MATERIAL PROVIDED:
☆ ☆ ☆
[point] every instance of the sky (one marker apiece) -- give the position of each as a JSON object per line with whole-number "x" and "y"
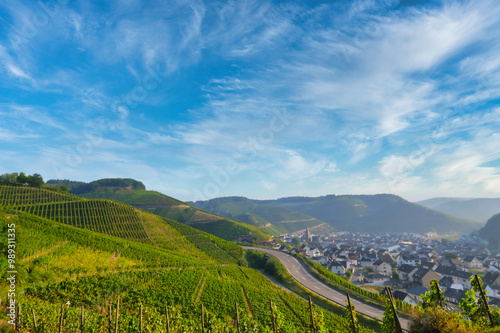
{"x": 263, "y": 99}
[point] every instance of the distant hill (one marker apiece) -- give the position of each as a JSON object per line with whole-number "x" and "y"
{"x": 111, "y": 218}
{"x": 134, "y": 193}
{"x": 475, "y": 209}
{"x": 376, "y": 213}
{"x": 90, "y": 253}
{"x": 491, "y": 231}
{"x": 371, "y": 213}
{"x": 275, "y": 220}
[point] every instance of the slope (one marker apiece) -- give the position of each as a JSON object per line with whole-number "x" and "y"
{"x": 62, "y": 264}
{"x": 374, "y": 213}
{"x": 491, "y": 231}
{"x": 134, "y": 193}
{"x": 274, "y": 219}
{"x": 478, "y": 209}
{"x": 115, "y": 219}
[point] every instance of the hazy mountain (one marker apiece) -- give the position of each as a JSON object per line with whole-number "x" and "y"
{"x": 475, "y": 209}
{"x": 276, "y": 220}
{"x": 372, "y": 213}
{"x": 491, "y": 231}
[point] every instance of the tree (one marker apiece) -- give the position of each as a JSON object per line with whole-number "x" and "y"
{"x": 296, "y": 241}
{"x": 35, "y": 180}
{"x": 477, "y": 309}
{"x": 9, "y": 178}
{"x": 351, "y": 316}
{"x": 434, "y": 297}
{"x": 22, "y": 178}
{"x": 388, "y": 325}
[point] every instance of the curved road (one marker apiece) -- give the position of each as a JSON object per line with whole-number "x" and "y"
{"x": 297, "y": 270}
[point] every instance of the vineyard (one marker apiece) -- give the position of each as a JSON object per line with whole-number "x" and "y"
{"x": 117, "y": 219}
{"x": 60, "y": 264}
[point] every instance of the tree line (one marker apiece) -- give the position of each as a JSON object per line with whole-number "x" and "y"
{"x": 34, "y": 180}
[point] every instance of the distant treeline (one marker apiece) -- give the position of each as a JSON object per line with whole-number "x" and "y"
{"x": 21, "y": 179}
{"x": 102, "y": 185}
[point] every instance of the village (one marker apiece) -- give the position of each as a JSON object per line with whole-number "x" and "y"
{"x": 407, "y": 262}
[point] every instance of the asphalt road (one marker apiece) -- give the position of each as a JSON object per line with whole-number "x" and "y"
{"x": 297, "y": 270}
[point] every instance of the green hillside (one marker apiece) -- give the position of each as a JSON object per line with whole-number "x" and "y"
{"x": 134, "y": 193}
{"x": 491, "y": 231}
{"x": 112, "y": 218}
{"x": 58, "y": 263}
{"x": 275, "y": 220}
{"x": 372, "y": 213}
{"x": 475, "y": 209}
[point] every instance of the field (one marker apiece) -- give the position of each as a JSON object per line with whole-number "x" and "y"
{"x": 59, "y": 263}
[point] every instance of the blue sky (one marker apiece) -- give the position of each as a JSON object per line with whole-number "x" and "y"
{"x": 255, "y": 98}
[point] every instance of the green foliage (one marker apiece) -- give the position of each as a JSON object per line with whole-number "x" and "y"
{"x": 475, "y": 308}
{"x": 434, "y": 297}
{"x": 296, "y": 241}
{"x": 173, "y": 209}
{"x": 15, "y": 179}
{"x": 351, "y": 318}
{"x": 439, "y": 320}
{"x": 256, "y": 259}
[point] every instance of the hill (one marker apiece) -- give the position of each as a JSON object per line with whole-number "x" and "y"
{"x": 372, "y": 213}
{"x": 134, "y": 193}
{"x": 154, "y": 263}
{"x": 491, "y": 231}
{"x": 275, "y": 220}
{"x": 475, "y": 209}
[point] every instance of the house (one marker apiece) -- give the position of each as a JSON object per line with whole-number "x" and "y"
{"x": 382, "y": 267}
{"x": 406, "y": 258}
{"x": 357, "y": 276}
{"x": 453, "y": 296}
{"x": 377, "y": 279}
{"x": 424, "y": 276}
{"x": 404, "y": 297}
{"x": 446, "y": 282}
{"x": 365, "y": 262}
{"x": 472, "y": 262}
{"x": 418, "y": 292}
{"x": 385, "y": 258}
{"x": 337, "y": 268}
{"x": 457, "y": 275}
{"x": 322, "y": 260}
{"x": 404, "y": 273}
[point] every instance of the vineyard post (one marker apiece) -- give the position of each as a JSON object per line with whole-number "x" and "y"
{"x": 202, "y": 320}
{"x": 352, "y": 314}
{"x": 117, "y": 313}
{"x": 313, "y": 329}
{"x": 485, "y": 303}
{"x": 82, "y": 321}
{"x": 397, "y": 324}
{"x": 438, "y": 292}
{"x": 140, "y": 321}
{"x": 168, "y": 324}
{"x": 61, "y": 318}
{"x": 34, "y": 319}
{"x": 110, "y": 318}
{"x": 237, "y": 317}
{"x": 272, "y": 316}
{"x": 18, "y": 318}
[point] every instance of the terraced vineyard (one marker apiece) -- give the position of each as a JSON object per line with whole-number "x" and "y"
{"x": 58, "y": 263}
{"x": 117, "y": 219}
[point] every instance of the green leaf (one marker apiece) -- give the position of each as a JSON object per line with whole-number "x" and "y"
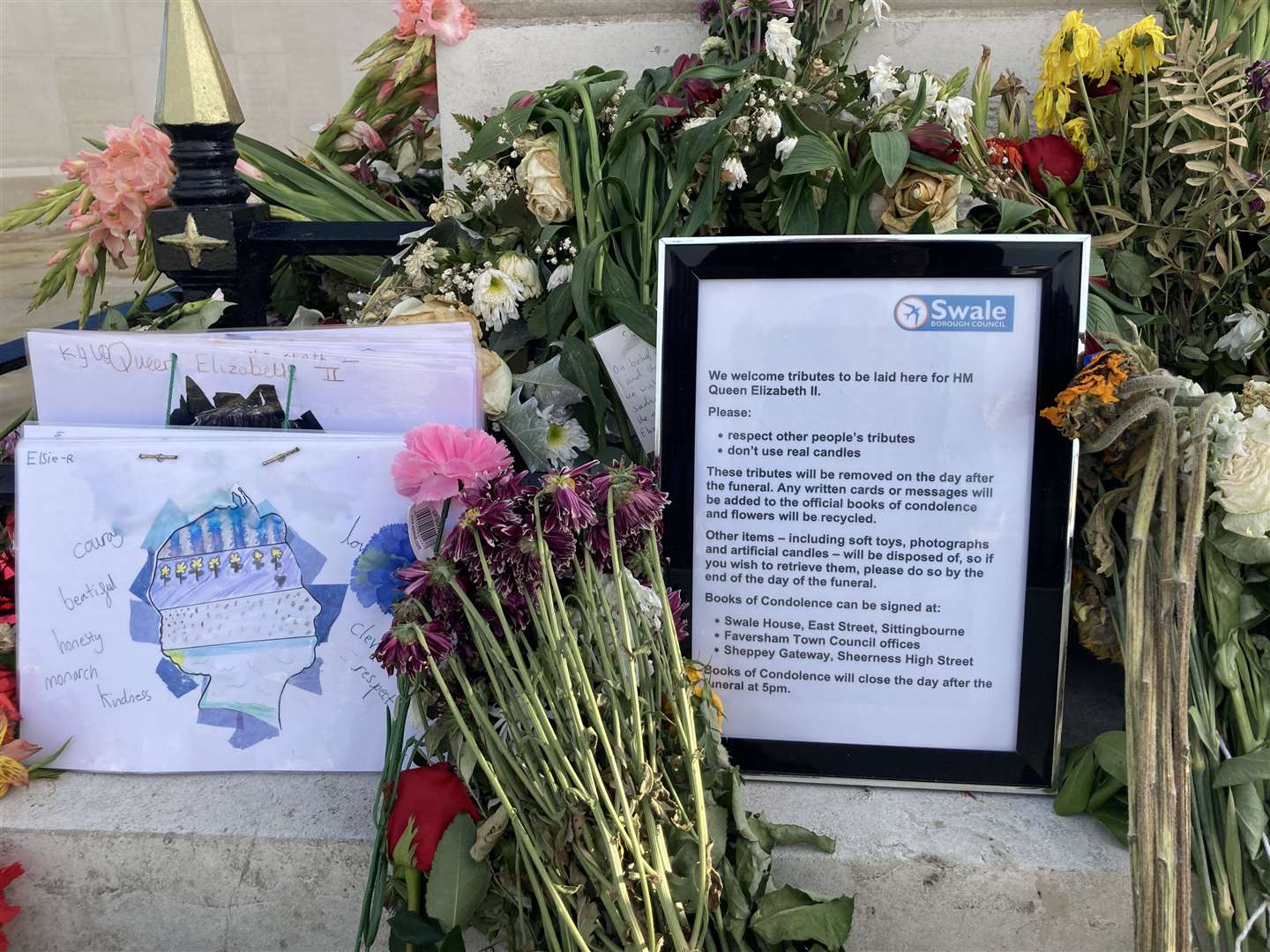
☆ ☆ ☆
SET TASK: Quote the records above exactly, leaving out any pictures.

FINISHED TASK:
[point] every instance of the sky (one marker apiece) -- give the position of each as a JSON object per line with whole-number "x" and "y"
{"x": 263, "y": 99}
[point] every instance of the distant hill (one marker apiece) -- give the position of each as a JSON object per line with whole-number "x" and "y"
{"x": 111, "y": 218}
{"x": 134, "y": 193}
{"x": 475, "y": 209}
{"x": 376, "y": 213}
{"x": 90, "y": 253}
{"x": 491, "y": 231}
{"x": 371, "y": 213}
{"x": 275, "y": 220}
[point] every instance of the slope (one marker apiece) -- give the position of each as a JSON object per line with whole-number "x" and "y"
{"x": 62, "y": 264}
{"x": 374, "y": 213}
{"x": 491, "y": 231}
{"x": 134, "y": 193}
{"x": 274, "y": 219}
{"x": 478, "y": 209}
{"x": 115, "y": 219}
[point] every instance of the hazy mountain (one marker apiece) -- give the position of each as a JSON object per line with whole-number "x" and "y"
{"x": 475, "y": 209}
{"x": 276, "y": 220}
{"x": 372, "y": 213}
{"x": 491, "y": 231}
[point] every instance of the tree (one marker apiece) -- give the position of each as a JSON object per line with whole-number "x" and "y"
{"x": 296, "y": 241}
{"x": 35, "y": 180}
{"x": 477, "y": 309}
{"x": 9, "y": 178}
{"x": 351, "y": 316}
{"x": 434, "y": 297}
{"x": 22, "y": 178}
{"x": 388, "y": 325}
[point] every instance of the curved road (one marker apiece) -- give the position of each as a JSON object per line with whole-number "x" and "y"
{"x": 297, "y": 270}
[point] every instance of the vineyard (one marker apiece) -- give the position of each as a JSON object per line with whole-number "x" and "y"
{"x": 117, "y": 219}
{"x": 60, "y": 264}
[point] every instance of the tree line (one marker apiece) -- give the position of each as a JSON object per line with whole-number "x" and "y"
{"x": 34, "y": 180}
[point] every instance of the distant treeline (one marker apiece) -- give the position of each as a JSON object per line with whole-number "x" and "y"
{"x": 21, "y": 179}
{"x": 102, "y": 185}
[point] every instance of the village (one marker apiece) -- give the position of each as a JSON object per line with whole-number "x" and "y"
{"x": 407, "y": 262}
[point] every instance of the asphalt road (one marker apiece) -- give the position of each as a JSON object per line with whole-number "x" and "y"
{"x": 297, "y": 270}
[point] every instance of the green hillside (one marker apiece) -- give the position of each as a JSON object per line with whole-number "x" and "y"
{"x": 134, "y": 193}
{"x": 491, "y": 231}
{"x": 112, "y": 218}
{"x": 58, "y": 263}
{"x": 275, "y": 220}
{"x": 372, "y": 213}
{"x": 475, "y": 209}
[point] every instance of the field (one marker apiece) -- give the position of each as a JSON object per line with whole-number "x" and "y"
{"x": 59, "y": 263}
[point] every instance of the blue sky (one marker apiece) -- give the position of each as a JSON object per line with whole-number "x" and "y"
{"x": 255, "y": 98}
[point] every instance of the green foliage (one marker apiece) -- give the position of each as a JSON object per line with whole-number "x" and "y"
{"x": 475, "y": 308}
{"x": 434, "y": 297}
{"x": 296, "y": 241}
{"x": 173, "y": 209}
{"x": 15, "y": 179}
{"x": 351, "y": 318}
{"x": 439, "y": 320}
{"x": 256, "y": 259}
[point] every instance of the hill (one marker apiece) -- give the position of each as a JSON object per line with whole-number "x" and "y"
{"x": 372, "y": 213}
{"x": 134, "y": 193}
{"x": 154, "y": 263}
{"x": 491, "y": 231}
{"x": 275, "y": 220}
{"x": 475, "y": 209}
[point] every instance of the house (one marker apiece) -- give the position of each as a JSON object per line with whole-number "x" and "y"
{"x": 382, "y": 267}
{"x": 406, "y": 258}
{"x": 357, "y": 276}
{"x": 453, "y": 296}
{"x": 377, "y": 279}
{"x": 424, "y": 276}
{"x": 404, "y": 297}
{"x": 446, "y": 282}
{"x": 365, "y": 262}
{"x": 472, "y": 262}
{"x": 418, "y": 292}
{"x": 385, "y": 258}
{"x": 337, "y": 268}
{"x": 457, "y": 275}
{"x": 322, "y": 260}
{"x": 404, "y": 273}
[point] every instance of the vineyard post (one marker apiece) -- give the position of each as a JSON object per line with whole-number "x" and "y"
{"x": 202, "y": 320}
{"x": 352, "y": 314}
{"x": 117, "y": 313}
{"x": 313, "y": 329}
{"x": 485, "y": 303}
{"x": 82, "y": 321}
{"x": 397, "y": 324}
{"x": 438, "y": 292}
{"x": 140, "y": 321}
{"x": 168, "y": 324}
{"x": 61, "y": 318}
{"x": 34, "y": 319}
{"x": 110, "y": 318}
{"x": 237, "y": 317}
{"x": 272, "y": 316}
{"x": 18, "y": 318}
[point] every instance of the terraced vineyard (one marker apiece) -- give the position of each as a JSON object per line with whole-number "x" and "y"
{"x": 58, "y": 263}
{"x": 117, "y": 219}
[point] every instance of the green leaf (one marker apiece) -- give the position of each as a JSON object per line with whole-number "x" and "y"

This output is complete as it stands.